> YOUR GOAL:
Please write out the records below again, from the line with "[outline] metal railing" up to and including the line with "228 197 L 228", swapping "metal railing" for "steel railing" and keeping everything else unchanged.

Records excerpted from a collection
##############################
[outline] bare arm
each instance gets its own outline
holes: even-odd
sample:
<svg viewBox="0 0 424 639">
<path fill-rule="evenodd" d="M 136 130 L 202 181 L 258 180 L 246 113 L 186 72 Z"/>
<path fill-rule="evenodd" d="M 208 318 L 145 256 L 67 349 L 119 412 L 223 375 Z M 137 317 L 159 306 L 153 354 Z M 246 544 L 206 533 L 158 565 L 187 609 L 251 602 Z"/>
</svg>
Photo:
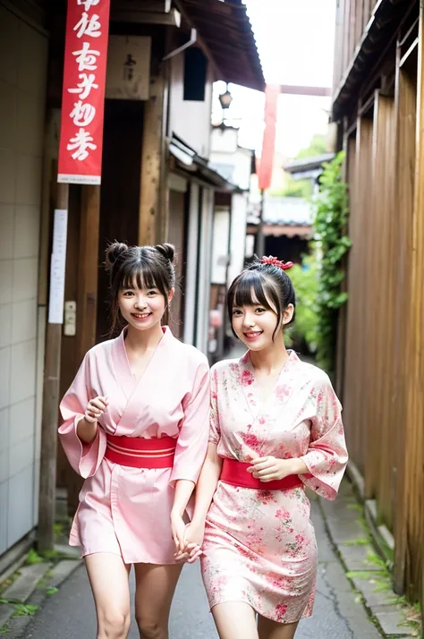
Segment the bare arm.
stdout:
<svg viewBox="0 0 424 639">
<path fill-rule="evenodd" d="M 222 464 L 223 460 L 216 452 L 216 444 L 209 441 L 206 459 L 196 487 L 193 524 L 201 524 L 203 525 L 205 524 L 206 515 L 209 510 L 210 502 L 221 474 Z"/>
<path fill-rule="evenodd" d="M 84 417 L 77 424 L 77 435 L 83 444 L 91 444 L 96 439 L 98 430 L 98 419 L 108 404 L 107 397 L 101 396 L 89 400 Z"/>
<path fill-rule="evenodd" d="M 210 503 L 216 490 L 221 474 L 222 459 L 216 453 L 216 444 L 209 442 L 208 454 L 203 463 L 196 486 L 196 505 L 191 522 L 187 525 L 183 548 L 176 554 L 177 561 L 188 560 L 194 563 L 201 555 L 200 547 L 205 534 L 205 524 Z"/>
<path fill-rule="evenodd" d="M 77 435 L 83 444 L 91 444 L 96 439 L 98 434 L 98 422 L 88 422 L 83 417 L 77 425 Z"/>
</svg>

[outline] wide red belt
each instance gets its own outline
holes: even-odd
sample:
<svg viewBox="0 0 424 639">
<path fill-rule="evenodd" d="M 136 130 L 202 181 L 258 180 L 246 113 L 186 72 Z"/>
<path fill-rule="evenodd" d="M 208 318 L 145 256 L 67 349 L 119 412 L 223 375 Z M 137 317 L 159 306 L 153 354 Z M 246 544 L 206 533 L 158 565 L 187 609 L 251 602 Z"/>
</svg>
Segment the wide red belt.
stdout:
<svg viewBox="0 0 424 639">
<path fill-rule="evenodd" d="M 145 439 L 107 435 L 105 457 L 113 464 L 131 468 L 172 468 L 176 442 L 173 437 Z"/>
<path fill-rule="evenodd" d="M 247 472 L 247 468 L 251 466 L 251 463 L 238 462 L 236 459 L 224 457 L 221 470 L 221 481 L 230 483 L 233 486 L 242 488 L 256 488 L 261 490 L 288 490 L 291 488 L 300 488 L 303 486 L 298 475 L 287 475 L 282 480 L 273 480 L 272 481 L 261 481 L 257 477 L 253 477 L 251 473 Z"/>
</svg>

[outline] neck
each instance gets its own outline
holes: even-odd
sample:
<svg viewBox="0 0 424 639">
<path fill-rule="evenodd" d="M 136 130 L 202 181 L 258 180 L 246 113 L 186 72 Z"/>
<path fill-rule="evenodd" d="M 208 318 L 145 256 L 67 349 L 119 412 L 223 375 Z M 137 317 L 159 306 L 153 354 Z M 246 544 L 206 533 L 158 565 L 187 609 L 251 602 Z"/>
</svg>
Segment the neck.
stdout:
<svg viewBox="0 0 424 639">
<path fill-rule="evenodd" d="M 149 348 L 155 348 L 164 337 L 160 323 L 148 330 L 138 330 L 131 324 L 128 325 L 125 344 L 132 351 L 142 354 Z"/>
<path fill-rule="evenodd" d="M 288 356 L 283 333 L 276 336 L 276 341 L 267 348 L 261 351 L 250 351 L 250 362 L 253 368 L 267 374 L 281 371 Z"/>
</svg>

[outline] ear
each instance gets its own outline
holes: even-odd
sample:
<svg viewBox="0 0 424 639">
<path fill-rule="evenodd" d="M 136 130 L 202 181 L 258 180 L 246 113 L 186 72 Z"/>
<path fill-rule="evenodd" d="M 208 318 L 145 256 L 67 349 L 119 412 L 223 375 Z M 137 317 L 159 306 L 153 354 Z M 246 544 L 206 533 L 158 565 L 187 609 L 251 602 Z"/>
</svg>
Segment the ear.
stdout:
<svg viewBox="0 0 424 639">
<path fill-rule="evenodd" d="M 294 313 L 294 306 L 293 304 L 287 304 L 287 308 L 283 313 L 283 326 L 289 324 L 292 321 Z"/>
</svg>

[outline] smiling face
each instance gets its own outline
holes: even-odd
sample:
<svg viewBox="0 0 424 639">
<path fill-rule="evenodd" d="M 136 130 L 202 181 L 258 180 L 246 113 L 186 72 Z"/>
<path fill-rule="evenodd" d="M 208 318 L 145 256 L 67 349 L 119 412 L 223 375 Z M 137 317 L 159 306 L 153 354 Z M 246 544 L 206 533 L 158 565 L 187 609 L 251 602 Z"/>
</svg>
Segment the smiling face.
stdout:
<svg viewBox="0 0 424 639">
<path fill-rule="evenodd" d="M 294 306 L 284 305 L 277 283 L 256 271 L 244 271 L 228 292 L 233 330 L 251 351 L 260 351 L 283 337 Z"/>
<path fill-rule="evenodd" d="M 147 330 L 160 323 L 173 295 L 174 289 L 165 298 L 157 287 L 139 287 L 135 281 L 119 291 L 118 305 L 128 324 L 138 330 Z"/>
</svg>

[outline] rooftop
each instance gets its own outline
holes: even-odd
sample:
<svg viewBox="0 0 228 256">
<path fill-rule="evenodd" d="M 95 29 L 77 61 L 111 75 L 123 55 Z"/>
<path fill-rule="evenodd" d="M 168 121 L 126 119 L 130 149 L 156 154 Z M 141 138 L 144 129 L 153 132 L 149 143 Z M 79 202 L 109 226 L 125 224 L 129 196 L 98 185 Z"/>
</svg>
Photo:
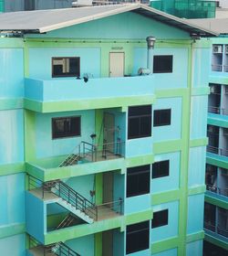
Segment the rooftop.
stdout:
<svg viewBox="0 0 228 256">
<path fill-rule="evenodd" d="M 218 36 L 216 32 L 140 4 L 87 6 L 0 14 L 0 31 L 46 33 L 125 12 L 134 12 L 200 37 Z"/>
</svg>

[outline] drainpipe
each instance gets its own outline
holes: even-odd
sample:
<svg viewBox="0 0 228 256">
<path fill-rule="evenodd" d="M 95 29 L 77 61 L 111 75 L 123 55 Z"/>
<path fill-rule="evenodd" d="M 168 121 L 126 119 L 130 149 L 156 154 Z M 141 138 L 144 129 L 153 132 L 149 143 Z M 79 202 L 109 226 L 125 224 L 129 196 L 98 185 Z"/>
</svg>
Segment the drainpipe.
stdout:
<svg viewBox="0 0 228 256">
<path fill-rule="evenodd" d="M 153 36 L 147 37 L 147 69 L 150 70 L 152 73 L 153 71 L 153 48 L 156 38 Z"/>
</svg>

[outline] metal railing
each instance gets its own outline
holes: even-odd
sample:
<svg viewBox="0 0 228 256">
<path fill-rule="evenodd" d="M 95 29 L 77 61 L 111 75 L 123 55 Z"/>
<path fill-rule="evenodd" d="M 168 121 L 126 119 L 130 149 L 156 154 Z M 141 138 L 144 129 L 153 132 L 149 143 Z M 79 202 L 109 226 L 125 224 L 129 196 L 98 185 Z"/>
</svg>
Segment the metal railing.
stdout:
<svg viewBox="0 0 228 256">
<path fill-rule="evenodd" d="M 93 0 L 93 5 L 125 5 L 125 4 L 143 4 L 149 5 L 150 0 Z"/>
<path fill-rule="evenodd" d="M 228 110 L 224 108 L 208 106 L 208 112 L 212 113 L 218 113 L 223 115 L 228 115 Z"/>
<path fill-rule="evenodd" d="M 228 197 L 228 188 L 220 188 L 215 186 L 209 185 L 209 184 L 206 184 L 206 187 L 207 187 L 207 190 L 209 190 L 211 192 Z"/>
<path fill-rule="evenodd" d="M 80 256 L 78 253 L 74 251 L 72 249 L 70 249 L 67 245 L 66 245 L 63 242 L 58 242 L 55 244 L 55 246 L 52 248 L 52 251 L 55 252 L 55 254 L 59 256 Z"/>
<path fill-rule="evenodd" d="M 223 70 L 223 65 L 219 64 L 212 64 L 212 71 L 222 72 Z"/>
<path fill-rule="evenodd" d="M 220 108 L 208 106 L 208 112 L 212 113 L 220 113 Z"/>
<path fill-rule="evenodd" d="M 228 230 L 220 225 L 215 226 L 208 221 L 204 221 L 204 229 L 211 230 L 214 233 L 217 233 L 223 237 L 228 238 Z"/>
<path fill-rule="evenodd" d="M 228 72 L 228 65 L 223 65 L 223 71 Z"/>
<path fill-rule="evenodd" d="M 73 188 L 68 187 L 66 183 L 58 181 L 55 184 L 56 191 L 53 191 L 57 196 L 66 200 L 76 209 L 85 212 L 90 218 L 97 219 L 97 208 L 88 201 L 86 197 L 76 192 Z"/>
<path fill-rule="evenodd" d="M 218 148 L 212 145 L 207 145 L 207 152 L 217 154 L 223 156 L 228 156 L 228 150 L 223 148 Z"/>
<path fill-rule="evenodd" d="M 29 236 L 29 249 L 39 247 L 41 251 L 43 251 L 44 256 L 49 256 L 53 253 L 58 256 L 80 256 L 75 251 L 70 249 L 67 245 L 63 242 L 53 243 L 49 245 L 42 245 L 35 238 Z"/>
<path fill-rule="evenodd" d="M 98 155 L 101 151 L 101 156 L 107 159 L 111 155 L 123 156 L 123 147 L 125 142 L 117 138 L 116 142 L 104 143 L 102 144 L 93 144 L 82 141 L 59 165 L 58 167 L 76 165 L 78 161 L 87 160 L 97 162 Z M 100 150 L 99 150 L 100 149 Z"/>
</svg>

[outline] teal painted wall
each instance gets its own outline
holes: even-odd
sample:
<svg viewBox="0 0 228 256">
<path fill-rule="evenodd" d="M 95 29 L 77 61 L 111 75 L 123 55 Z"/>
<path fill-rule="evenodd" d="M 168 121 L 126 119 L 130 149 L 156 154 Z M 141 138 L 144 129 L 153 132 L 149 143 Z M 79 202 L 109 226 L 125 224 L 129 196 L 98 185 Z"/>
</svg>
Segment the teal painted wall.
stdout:
<svg viewBox="0 0 228 256">
<path fill-rule="evenodd" d="M 80 57 L 80 74 L 91 73 L 94 78 L 100 77 L 99 48 L 40 48 L 29 49 L 29 77 L 48 80 L 52 77 L 52 57 Z M 37 69 L 38 67 L 38 69 Z M 67 78 L 58 79 L 67 80 Z"/>
<path fill-rule="evenodd" d="M 191 139 L 206 137 L 208 96 L 192 96 L 191 106 Z"/>
<path fill-rule="evenodd" d="M 70 249 L 79 255 L 91 256 L 94 255 L 94 235 L 85 236 L 76 240 L 67 240 L 65 242 Z"/>
<path fill-rule="evenodd" d="M 181 139 L 181 98 L 158 99 L 154 110 L 171 109 L 171 125 L 153 127 L 154 142 Z"/>
<path fill-rule="evenodd" d="M 156 73 L 153 76 L 155 89 L 187 88 L 188 49 L 183 48 L 155 48 L 153 55 L 172 55 L 172 73 Z M 133 73 L 137 74 L 140 68 L 147 67 L 147 48 L 135 48 L 133 52 Z M 167 82 L 169 80 L 169 82 Z"/>
<path fill-rule="evenodd" d="M 0 165 L 23 162 L 23 111 L 0 111 Z"/>
<path fill-rule="evenodd" d="M 204 185 L 206 152 L 204 146 L 190 148 L 189 187 Z"/>
<path fill-rule="evenodd" d="M 196 240 L 196 241 L 187 243 L 186 256 L 202 255 L 202 240 Z"/>
<path fill-rule="evenodd" d="M 177 249 L 171 249 L 171 250 L 166 250 L 164 251 L 159 252 L 159 253 L 153 253 L 153 256 L 177 256 Z M 192 254 L 192 255 L 197 255 L 198 254 Z"/>
<path fill-rule="evenodd" d="M 169 209 L 168 225 L 150 229 L 150 242 L 175 237 L 178 235 L 179 202 L 173 201 L 153 207 L 153 212 Z"/>
<path fill-rule="evenodd" d="M 54 117 L 81 116 L 81 136 L 52 140 L 51 119 Z M 90 134 L 95 133 L 95 112 L 68 112 L 62 113 L 36 113 L 36 157 L 68 155 L 81 141 L 91 143 Z M 42 138 L 42 139 L 41 139 Z M 46 148 L 46 150 L 44 150 Z"/>
<path fill-rule="evenodd" d="M 26 256 L 26 235 L 20 234 L 0 240 L 3 256 Z"/>
<path fill-rule="evenodd" d="M 209 72 L 211 69 L 211 49 L 193 48 L 192 76 L 193 87 L 208 86 Z"/>
<path fill-rule="evenodd" d="M 142 29 L 143 27 L 143 29 Z M 121 29 L 119 29 L 121 28 Z M 39 37 L 69 38 L 146 38 L 153 35 L 157 38 L 189 39 L 189 34 L 155 20 L 133 13 L 124 13 L 103 19 L 93 20 L 77 26 L 40 35 Z M 29 35 L 36 37 L 36 35 Z"/>
<path fill-rule="evenodd" d="M 47 205 L 26 191 L 26 232 L 44 243 L 44 234 L 47 232 Z"/>
<path fill-rule="evenodd" d="M 204 194 L 192 195 L 188 200 L 187 233 L 196 233 L 203 228 Z"/>
<path fill-rule="evenodd" d="M 0 228 L 16 223 L 24 224 L 25 174 L 0 176 Z"/>
<path fill-rule="evenodd" d="M 0 99 L 24 96 L 23 58 L 21 48 L 0 48 Z"/>
<path fill-rule="evenodd" d="M 156 155 L 154 156 L 154 162 L 170 160 L 170 175 L 169 176 L 151 179 L 150 191 L 152 194 L 179 189 L 179 177 L 181 175 L 180 155 L 180 152 L 175 152 L 170 154 Z"/>
</svg>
##############################
> CORRECT RESPONSE:
[outline] steel railing
each instance gets its own outline
holes: even-odd
sample:
<svg viewBox="0 0 228 256">
<path fill-rule="evenodd" d="M 95 29 L 77 61 L 111 75 L 123 55 Z"/>
<path fill-rule="evenodd" d="M 168 121 L 126 119 L 130 149 L 156 154 Z M 141 138 L 144 129 L 153 132 L 149 143 Z M 79 202 L 109 226 L 125 224 L 129 196 L 98 185 Z"/>
</svg>
Segment the steel railing.
stdout:
<svg viewBox="0 0 228 256">
<path fill-rule="evenodd" d="M 93 0 L 93 5 L 125 5 L 125 4 L 143 4 L 149 5 L 150 0 Z"/>
<path fill-rule="evenodd" d="M 228 110 L 224 108 L 208 106 L 208 112 L 212 113 L 218 113 L 223 115 L 228 115 Z"/>
<path fill-rule="evenodd" d="M 228 197 L 228 188 L 220 188 L 215 186 L 209 185 L 209 184 L 206 184 L 206 187 L 207 187 L 207 190 L 209 190 L 211 192 Z"/>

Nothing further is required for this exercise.